_DIRECTIONS_
1. Reproduce the part of the hearing transcript that begins at the words "I like the idea" and stops after the words "we are concerned.".
2. In the hearing transcript, which room does Dr Benger say Doorkeepers are welcome to use during Divisions?

_EXERCISE TEXT_
........

Secondly, about the Doorkeepers, particularly in Divisions, we have the Aye and No Lobbies all going the same way. I do not want to get into the conga line and the keyboards and all the rest of it, but at the other end, Whips stand behind the doors that are open to act as a shielding mechanism while they are counted, but the Doorkeepers are just left to ref the situation. If I can be blunt, not all Members are very courteous to Doorkeepers. They are not always the most helpful or the most polite.
I wonder if any thought has been given to whether, particularly at the bottom end of the Chamber behind the Speaker’s Chair, there could be anything built to allow Doorkeepers to be a bit more protected than they are now. I am truly astonished by some of the behaviour of Members towards Doorkeepers. They are all fantastic and are there to look after us, but not all Members seem to understand that. I worry about the risk we are putting them in by kettling behind the Speaker’s Chair, particularly in Divisions.
Dr Benger: There is quite a lot there. They are really good and helpful points. I will take them as I can.
We do not really see what happens behind us, so it is always a surprise to hear abut things going on there. That is something I can raise with the Serjeant. If there are people congregating behind the Chair and not observing social distancing, they should not be. If that message got through to the Speaker, he would certainly take a very dim view of it. I will follow that up.
I like the idea of a protected area for our Doorkeepers, who do a fantastic job—I completely agree with you. You are absolutely right that not all Members are observing social distancing as well as the majority are. The Reasons Room is there as well, which Doorkeepers are welcome to use during Divisions and they know that, but I would like to look into getting a better protective area for them.[3]
You may know—you may be coming on to this—that the Speaker remains troubled by congestion during Divisions. Anecdotally, it has become better in the last week or so. We have noticed that Members are observing social distancing better. The Whips are more actively engaged. Doorkeepers are being listened to. So, it has improved, but it is still a high-risk activity as far as we are concerned.
The Speaker has let Members know that he still wants to explore ways of making that procedure safer. There are a couple of different ideas floating around, but one of them is to not have both Lobbies pouring out of the same place and to find somewhere else to have one of the Lobbies. That is one idea that he has put in a letter to all Members, I believe.
Q403 Chris Elmore: Has any thought been given to this idea? At the minute, all Members come in through the Members’ Lobby, either up the Members’ stairwell or through Central Lobby. In the old days, which feels about 100 years ago now, we used to have two ways of going into the Lobby and so did not have such a sheer volume of Members going out into one area. Is that being looked at in terms of the volume of people? In other words, we would go back to having the Aye and No Lobbies being where they are now, but Members who were voting one way would go up and around and out one way rather than having Members all congregating behind the Speaker’s Chair. Surely that would mean there would be fewer people kettling in that one place.
Dr Benger: That is the problematic area. You are right. But I am not sure that whichever way you do it, you will not still get that bottleneck, whether it is at the beginning or at the end, even if they are going in different directions. We have had queue experts in to advise us. They model the flows of people. Surprisingly, there are such people. They exist.
Chris Elmore: I do not doubt that for a minute.
Dr Benger: They have advised us. There is a view that if we can get a second Lobby that is within range—of course, it has to be within a reasonable distance of Members’ offices—that might be a better bet than the existing configuration. I do not know whether you have anything to add, Matthew.

........

[Recorded data]
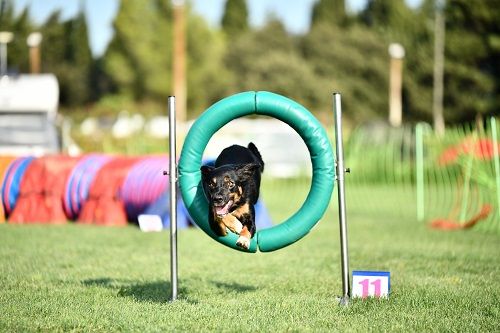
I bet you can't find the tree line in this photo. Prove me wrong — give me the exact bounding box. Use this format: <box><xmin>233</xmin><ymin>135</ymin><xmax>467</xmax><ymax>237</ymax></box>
<box><xmin>0</xmin><ymin>0</ymin><xmax>500</xmax><ymax>124</ymax></box>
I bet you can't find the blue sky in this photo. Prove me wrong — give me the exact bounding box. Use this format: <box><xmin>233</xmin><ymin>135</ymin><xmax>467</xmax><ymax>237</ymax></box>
<box><xmin>14</xmin><ymin>0</ymin><xmax>419</xmax><ymax>56</ymax></box>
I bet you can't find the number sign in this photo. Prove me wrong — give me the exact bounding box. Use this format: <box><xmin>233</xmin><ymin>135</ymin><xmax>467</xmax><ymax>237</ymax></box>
<box><xmin>352</xmin><ymin>271</ymin><xmax>391</xmax><ymax>298</ymax></box>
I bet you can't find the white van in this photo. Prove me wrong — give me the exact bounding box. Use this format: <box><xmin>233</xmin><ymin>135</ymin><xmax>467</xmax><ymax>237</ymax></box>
<box><xmin>0</xmin><ymin>74</ymin><xmax>61</xmax><ymax>156</ymax></box>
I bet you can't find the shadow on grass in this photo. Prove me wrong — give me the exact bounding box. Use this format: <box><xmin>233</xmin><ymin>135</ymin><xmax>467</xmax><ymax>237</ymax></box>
<box><xmin>212</xmin><ymin>281</ymin><xmax>257</xmax><ymax>293</ymax></box>
<box><xmin>82</xmin><ymin>278</ymin><xmax>193</xmax><ymax>303</ymax></box>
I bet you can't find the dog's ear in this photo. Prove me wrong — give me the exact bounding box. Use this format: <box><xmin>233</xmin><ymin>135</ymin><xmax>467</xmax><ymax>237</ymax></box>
<box><xmin>236</xmin><ymin>163</ymin><xmax>260</xmax><ymax>181</ymax></box>
<box><xmin>200</xmin><ymin>165</ymin><xmax>215</xmax><ymax>177</ymax></box>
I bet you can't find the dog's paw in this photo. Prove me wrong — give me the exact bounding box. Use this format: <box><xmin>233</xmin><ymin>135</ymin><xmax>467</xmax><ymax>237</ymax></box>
<box><xmin>222</xmin><ymin>214</ymin><xmax>243</xmax><ymax>235</ymax></box>
<box><xmin>236</xmin><ymin>236</ymin><xmax>250</xmax><ymax>250</ymax></box>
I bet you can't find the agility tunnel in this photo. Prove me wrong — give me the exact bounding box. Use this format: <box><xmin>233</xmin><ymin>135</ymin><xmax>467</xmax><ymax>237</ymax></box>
<box><xmin>63</xmin><ymin>154</ymin><xmax>111</xmax><ymax>219</ymax></box>
<box><xmin>0</xmin><ymin>153</ymin><xmax>272</xmax><ymax>228</ymax></box>
<box><xmin>9</xmin><ymin>155</ymin><xmax>78</xmax><ymax>224</ymax></box>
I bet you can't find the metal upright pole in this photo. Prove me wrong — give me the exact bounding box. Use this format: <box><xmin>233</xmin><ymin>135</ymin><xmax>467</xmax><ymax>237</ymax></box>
<box><xmin>168</xmin><ymin>96</ymin><xmax>177</xmax><ymax>301</ymax></box>
<box><xmin>333</xmin><ymin>93</ymin><xmax>351</xmax><ymax>305</ymax></box>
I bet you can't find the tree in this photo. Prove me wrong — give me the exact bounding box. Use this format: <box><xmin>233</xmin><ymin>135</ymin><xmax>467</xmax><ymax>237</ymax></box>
<box><xmin>104</xmin><ymin>0</ymin><xmax>172</xmax><ymax>100</ymax></box>
<box><xmin>444</xmin><ymin>0</ymin><xmax>500</xmax><ymax>122</ymax></box>
<box><xmin>222</xmin><ymin>0</ymin><xmax>248</xmax><ymax>38</ymax></box>
<box><xmin>301</xmin><ymin>24</ymin><xmax>388</xmax><ymax>122</ymax></box>
<box><xmin>311</xmin><ymin>0</ymin><xmax>348</xmax><ymax>28</ymax></box>
<box><xmin>225</xmin><ymin>20</ymin><xmax>323</xmax><ymax>116</ymax></box>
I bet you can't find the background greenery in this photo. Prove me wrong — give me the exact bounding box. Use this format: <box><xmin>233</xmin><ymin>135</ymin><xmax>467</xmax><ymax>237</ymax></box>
<box><xmin>0</xmin><ymin>0</ymin><xmax>500</xmax><ymax>123</ymax></box>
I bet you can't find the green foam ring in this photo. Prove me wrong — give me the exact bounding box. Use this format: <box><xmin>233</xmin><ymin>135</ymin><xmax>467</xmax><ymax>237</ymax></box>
<box><xmin>179</xmin><ymin>91</ymin><xmax>335</xmax><ymax>253</ymax></box>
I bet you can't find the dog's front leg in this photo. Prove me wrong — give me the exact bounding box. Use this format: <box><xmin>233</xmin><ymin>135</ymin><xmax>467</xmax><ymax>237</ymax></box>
<box><xmin>209</xmin><ymin>214</ymin><xmax>227</xmax><ymax>236</ymax></box>
<box><xmin>221</xmin><ymin>214</ymin><xmax>243</xmax><ymax>235</ymax></box>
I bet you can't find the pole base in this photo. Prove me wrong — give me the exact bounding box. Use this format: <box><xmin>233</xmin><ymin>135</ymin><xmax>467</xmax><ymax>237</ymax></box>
<box><xmin>337</xmin><ymin>296</ymin><xmax>349</xmax><ymax>306</ymax></box>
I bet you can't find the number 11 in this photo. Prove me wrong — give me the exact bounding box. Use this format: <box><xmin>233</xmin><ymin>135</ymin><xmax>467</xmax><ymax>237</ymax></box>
<box><xmin>359</xmin><ymin>279</ymin><xmax>382</xmax><ymax>298</ymax></box>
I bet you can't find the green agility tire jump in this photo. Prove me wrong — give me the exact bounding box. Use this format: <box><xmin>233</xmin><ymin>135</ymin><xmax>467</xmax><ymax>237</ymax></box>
<box><xmin>179</xmin><ymin>91</ymin><xmax>335</xmax><ymax>252</ymax></box>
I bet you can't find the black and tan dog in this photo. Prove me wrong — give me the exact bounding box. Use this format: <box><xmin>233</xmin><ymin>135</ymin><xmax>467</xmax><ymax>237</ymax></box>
<box><xmin>201</xmin><ymin>142</ymin><xmax>264</xmax><ymax>250</ymax></box>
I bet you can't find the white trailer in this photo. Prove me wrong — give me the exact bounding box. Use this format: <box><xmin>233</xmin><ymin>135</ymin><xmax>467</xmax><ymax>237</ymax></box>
<box><xmin>0</xmin><ymin>74</ymin><xmax>61</xmax><ymax>156</ymax></box>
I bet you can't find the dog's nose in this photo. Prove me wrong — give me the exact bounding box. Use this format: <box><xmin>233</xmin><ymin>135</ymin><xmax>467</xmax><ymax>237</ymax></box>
<box><xmin>213</xmin><ymin>194</ymin><xmax>224</xmax><ymax>204</ymax></box>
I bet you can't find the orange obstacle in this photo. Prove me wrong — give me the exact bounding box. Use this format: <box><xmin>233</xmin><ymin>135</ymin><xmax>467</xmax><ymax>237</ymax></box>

........

_WRITTEN ANSWERS_
1.
I like the idea of a protected area for our Doorkeepers, who do a fantastic job—I completely agree with you. You are absolutely right that not all Members are observing social distancing as well as the majority are. The Reasons Room is there as well, which Doorkeepers are welcome to use during Divisions and they know that, but I would like to look into getting a better protective area for them.[3]
You may know—you may be coming on to this—that the Speaker remains troubled by congestion during Divisions. Anecdotally, it has become better in the last week or so. We have noticed that Members are observing social distancing better. The Whips are more actively engaged. Doorkeepers are being listened to. So, it has improved, but it is still a high-risk activity as far as we are concerned.

2. The Reasons Room.